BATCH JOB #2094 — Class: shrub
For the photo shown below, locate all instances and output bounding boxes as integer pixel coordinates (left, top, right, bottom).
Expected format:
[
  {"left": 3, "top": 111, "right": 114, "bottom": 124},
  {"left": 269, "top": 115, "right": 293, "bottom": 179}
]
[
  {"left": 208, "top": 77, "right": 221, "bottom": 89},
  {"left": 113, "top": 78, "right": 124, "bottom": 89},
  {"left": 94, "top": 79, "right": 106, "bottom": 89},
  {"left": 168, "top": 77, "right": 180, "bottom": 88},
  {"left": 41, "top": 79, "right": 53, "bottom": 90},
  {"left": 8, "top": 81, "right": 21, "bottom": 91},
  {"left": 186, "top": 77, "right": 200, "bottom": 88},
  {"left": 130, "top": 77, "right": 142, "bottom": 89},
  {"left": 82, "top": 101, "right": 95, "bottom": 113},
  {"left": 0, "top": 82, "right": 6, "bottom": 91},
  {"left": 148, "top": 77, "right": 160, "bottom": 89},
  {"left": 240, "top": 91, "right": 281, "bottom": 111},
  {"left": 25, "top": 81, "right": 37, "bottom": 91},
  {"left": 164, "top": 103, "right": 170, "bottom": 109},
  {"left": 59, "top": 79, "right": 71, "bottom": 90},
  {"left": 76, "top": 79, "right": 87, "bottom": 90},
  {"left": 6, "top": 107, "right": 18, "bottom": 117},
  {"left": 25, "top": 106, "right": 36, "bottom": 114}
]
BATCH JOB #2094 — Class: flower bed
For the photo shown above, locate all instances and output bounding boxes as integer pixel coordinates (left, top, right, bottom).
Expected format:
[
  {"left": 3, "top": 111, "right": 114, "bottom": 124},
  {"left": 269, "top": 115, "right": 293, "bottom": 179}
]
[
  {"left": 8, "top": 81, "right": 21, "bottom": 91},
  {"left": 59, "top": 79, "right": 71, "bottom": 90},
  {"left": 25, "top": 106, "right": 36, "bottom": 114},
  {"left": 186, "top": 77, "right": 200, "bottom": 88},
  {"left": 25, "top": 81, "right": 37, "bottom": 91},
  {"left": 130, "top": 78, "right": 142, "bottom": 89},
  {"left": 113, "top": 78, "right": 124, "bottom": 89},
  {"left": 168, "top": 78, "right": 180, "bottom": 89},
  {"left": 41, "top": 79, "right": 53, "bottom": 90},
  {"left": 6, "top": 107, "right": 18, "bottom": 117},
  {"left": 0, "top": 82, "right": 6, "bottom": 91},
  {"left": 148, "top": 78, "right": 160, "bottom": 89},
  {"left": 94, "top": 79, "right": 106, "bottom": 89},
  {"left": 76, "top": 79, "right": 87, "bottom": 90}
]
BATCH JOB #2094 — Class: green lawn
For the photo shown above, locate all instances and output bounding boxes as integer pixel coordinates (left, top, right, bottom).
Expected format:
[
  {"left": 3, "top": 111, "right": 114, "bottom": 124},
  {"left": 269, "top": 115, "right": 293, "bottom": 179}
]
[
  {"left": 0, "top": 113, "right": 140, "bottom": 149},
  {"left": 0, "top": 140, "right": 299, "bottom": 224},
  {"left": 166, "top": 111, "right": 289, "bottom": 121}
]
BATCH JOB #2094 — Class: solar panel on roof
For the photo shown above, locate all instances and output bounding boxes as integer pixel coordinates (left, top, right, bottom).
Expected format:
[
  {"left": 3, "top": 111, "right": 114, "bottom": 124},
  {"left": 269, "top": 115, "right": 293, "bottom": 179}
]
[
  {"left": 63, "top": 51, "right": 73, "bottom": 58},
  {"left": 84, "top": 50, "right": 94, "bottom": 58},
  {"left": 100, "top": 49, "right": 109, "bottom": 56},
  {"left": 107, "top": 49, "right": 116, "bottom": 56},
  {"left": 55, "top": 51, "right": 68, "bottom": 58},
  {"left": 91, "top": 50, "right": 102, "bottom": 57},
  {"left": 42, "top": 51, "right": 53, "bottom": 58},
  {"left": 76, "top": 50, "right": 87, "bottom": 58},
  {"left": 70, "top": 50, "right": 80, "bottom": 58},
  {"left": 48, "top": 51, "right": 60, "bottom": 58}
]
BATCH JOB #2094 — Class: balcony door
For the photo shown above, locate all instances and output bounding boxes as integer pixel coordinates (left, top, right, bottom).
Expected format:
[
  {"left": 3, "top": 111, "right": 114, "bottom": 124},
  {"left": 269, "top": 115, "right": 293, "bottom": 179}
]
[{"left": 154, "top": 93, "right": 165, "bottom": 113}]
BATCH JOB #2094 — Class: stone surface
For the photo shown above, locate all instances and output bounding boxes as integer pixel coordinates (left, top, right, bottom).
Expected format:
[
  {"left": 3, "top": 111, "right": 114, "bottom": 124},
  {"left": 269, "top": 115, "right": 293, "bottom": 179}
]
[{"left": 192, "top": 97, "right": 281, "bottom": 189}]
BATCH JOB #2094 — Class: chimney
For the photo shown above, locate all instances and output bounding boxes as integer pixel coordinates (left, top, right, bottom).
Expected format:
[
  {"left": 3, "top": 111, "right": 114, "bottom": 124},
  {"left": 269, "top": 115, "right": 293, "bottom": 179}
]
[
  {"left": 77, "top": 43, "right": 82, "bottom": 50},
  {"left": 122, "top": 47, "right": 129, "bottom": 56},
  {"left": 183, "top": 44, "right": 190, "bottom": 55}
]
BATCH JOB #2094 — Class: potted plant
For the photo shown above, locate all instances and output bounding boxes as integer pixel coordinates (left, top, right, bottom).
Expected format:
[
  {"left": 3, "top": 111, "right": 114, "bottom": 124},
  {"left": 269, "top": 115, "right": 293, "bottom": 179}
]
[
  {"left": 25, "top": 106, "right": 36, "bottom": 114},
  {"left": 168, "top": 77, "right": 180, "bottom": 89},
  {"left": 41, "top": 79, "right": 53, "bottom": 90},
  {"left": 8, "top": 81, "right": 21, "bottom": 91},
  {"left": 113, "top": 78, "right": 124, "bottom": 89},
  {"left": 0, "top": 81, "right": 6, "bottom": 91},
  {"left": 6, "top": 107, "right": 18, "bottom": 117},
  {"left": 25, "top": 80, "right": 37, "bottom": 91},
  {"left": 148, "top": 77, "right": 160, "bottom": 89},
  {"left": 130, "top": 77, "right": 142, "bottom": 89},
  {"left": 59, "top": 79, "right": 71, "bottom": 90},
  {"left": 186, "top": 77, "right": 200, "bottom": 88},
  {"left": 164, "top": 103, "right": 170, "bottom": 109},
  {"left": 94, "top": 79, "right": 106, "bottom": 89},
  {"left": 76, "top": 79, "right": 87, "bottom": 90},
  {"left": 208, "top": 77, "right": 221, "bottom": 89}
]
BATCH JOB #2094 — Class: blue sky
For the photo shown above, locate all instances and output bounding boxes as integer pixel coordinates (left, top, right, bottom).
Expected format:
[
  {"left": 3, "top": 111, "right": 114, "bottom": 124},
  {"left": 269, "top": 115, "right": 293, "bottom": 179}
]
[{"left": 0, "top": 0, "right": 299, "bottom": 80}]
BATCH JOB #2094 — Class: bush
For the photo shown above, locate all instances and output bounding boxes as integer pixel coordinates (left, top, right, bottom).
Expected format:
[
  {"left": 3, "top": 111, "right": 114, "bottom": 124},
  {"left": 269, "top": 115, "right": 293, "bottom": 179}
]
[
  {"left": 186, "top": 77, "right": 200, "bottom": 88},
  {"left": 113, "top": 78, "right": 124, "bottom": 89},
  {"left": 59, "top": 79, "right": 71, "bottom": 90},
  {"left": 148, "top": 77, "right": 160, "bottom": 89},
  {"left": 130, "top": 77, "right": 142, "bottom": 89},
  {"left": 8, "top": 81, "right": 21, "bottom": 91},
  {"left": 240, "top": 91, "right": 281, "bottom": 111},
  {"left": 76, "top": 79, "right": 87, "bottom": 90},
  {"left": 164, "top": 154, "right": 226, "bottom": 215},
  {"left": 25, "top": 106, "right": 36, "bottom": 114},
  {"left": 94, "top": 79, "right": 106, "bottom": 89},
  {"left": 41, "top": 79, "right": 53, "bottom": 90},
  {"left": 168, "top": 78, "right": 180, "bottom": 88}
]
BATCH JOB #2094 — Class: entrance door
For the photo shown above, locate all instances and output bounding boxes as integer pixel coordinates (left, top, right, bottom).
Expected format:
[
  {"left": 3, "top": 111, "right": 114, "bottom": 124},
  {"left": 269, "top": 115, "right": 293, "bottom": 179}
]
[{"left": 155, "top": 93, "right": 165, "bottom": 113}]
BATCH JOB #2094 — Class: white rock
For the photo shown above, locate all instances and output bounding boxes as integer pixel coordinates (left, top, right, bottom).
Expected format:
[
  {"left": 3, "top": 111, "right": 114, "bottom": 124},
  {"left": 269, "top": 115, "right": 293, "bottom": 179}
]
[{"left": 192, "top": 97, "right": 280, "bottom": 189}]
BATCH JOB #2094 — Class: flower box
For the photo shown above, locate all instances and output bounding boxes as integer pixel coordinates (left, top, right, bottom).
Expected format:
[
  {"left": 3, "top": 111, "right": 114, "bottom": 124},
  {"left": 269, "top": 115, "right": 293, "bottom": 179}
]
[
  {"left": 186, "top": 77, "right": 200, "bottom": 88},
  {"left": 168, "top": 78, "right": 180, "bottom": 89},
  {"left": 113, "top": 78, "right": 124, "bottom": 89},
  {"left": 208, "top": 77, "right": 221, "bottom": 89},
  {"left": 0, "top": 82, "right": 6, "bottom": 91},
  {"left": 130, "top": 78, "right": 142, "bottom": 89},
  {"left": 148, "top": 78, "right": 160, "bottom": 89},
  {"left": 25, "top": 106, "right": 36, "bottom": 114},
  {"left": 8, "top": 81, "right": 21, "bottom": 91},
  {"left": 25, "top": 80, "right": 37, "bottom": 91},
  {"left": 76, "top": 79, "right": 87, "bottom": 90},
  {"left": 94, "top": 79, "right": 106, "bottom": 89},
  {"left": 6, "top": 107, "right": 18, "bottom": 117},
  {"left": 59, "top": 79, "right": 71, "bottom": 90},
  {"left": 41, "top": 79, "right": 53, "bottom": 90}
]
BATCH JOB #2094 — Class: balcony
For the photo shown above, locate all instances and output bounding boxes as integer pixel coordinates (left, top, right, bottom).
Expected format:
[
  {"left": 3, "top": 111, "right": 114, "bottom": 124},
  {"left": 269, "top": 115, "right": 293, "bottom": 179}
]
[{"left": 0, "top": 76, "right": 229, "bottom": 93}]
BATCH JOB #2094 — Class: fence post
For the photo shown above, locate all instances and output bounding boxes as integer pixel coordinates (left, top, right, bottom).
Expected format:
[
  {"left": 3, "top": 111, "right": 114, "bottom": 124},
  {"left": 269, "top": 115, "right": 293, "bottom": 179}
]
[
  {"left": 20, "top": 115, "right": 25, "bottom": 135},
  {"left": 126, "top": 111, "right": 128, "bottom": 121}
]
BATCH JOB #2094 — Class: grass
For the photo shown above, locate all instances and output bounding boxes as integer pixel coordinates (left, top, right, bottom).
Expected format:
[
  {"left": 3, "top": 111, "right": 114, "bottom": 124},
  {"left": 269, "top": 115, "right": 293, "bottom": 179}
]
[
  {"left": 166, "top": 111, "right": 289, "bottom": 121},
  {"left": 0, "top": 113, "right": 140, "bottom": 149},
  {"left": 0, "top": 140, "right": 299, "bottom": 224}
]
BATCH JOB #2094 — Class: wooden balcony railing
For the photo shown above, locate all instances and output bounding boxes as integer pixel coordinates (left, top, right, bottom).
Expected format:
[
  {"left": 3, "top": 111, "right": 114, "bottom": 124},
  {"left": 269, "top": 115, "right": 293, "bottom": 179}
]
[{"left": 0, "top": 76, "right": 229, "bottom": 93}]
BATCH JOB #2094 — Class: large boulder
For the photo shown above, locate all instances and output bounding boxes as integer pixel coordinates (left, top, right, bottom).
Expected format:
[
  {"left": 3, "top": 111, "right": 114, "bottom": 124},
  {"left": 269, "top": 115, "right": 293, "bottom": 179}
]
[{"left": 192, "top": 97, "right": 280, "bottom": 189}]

## Task details:
For the word "door", say how many lines of the data include it, with nothing else in the reply.

## Result:
2